**O QUE FAZER**
Reescreva os registros começando na linha que contém "Give x and y for each instance of the dark" e terminando na linha que contém "<point>289,116</point>", ambas incluídas, com os pedidos, e ajuste as coordenadas das respostas somando 97 a cada número, sem alterar os pedidos nem as amostras de formato. Apresente apenas essas linhas.

**DADOS DE TRABALHO**
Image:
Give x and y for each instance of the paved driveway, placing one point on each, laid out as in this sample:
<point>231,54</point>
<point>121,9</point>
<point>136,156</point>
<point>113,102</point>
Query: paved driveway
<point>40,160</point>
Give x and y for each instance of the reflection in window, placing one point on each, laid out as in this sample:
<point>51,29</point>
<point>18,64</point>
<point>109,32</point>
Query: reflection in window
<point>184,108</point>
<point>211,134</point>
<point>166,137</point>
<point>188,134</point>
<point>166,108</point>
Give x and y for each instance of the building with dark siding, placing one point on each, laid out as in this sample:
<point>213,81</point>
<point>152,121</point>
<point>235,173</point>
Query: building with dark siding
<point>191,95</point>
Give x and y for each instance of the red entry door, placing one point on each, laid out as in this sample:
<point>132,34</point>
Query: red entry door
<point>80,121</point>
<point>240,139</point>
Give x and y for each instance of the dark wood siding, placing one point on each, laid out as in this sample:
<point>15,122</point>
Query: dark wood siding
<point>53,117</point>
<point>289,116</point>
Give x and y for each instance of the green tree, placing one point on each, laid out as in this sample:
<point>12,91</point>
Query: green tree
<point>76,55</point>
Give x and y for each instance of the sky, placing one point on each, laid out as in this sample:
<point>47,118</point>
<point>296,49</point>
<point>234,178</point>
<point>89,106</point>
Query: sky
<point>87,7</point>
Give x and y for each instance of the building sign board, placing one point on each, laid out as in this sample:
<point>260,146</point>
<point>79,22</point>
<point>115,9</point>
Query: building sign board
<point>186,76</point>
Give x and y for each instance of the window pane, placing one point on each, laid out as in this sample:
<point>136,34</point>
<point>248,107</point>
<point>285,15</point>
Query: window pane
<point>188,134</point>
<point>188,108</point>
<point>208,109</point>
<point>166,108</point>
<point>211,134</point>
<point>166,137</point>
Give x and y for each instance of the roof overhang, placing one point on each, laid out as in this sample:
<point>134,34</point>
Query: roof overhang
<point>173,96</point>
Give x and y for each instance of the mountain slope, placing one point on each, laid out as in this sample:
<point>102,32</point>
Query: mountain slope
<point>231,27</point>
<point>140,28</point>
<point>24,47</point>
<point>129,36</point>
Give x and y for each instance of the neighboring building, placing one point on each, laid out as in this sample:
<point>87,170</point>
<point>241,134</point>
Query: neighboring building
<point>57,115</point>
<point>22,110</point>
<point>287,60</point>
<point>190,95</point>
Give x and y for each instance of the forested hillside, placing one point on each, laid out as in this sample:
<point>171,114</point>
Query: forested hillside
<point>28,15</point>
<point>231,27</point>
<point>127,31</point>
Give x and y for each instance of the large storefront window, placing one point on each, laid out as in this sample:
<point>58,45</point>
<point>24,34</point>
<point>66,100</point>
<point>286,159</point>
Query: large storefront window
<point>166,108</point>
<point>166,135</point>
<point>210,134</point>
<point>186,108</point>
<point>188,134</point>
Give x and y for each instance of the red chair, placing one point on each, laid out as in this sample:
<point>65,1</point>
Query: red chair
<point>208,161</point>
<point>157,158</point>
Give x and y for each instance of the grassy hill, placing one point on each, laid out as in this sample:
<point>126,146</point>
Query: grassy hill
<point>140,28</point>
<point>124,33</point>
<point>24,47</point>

**RESULTADO ESPERADO**
Give x and y for each instance of the dark wood siding, placing one point on each, laid out as in this sample:
<point>15,122</point>
Query: dark wood siding
<point>150,214</point>
<point>386,213</point>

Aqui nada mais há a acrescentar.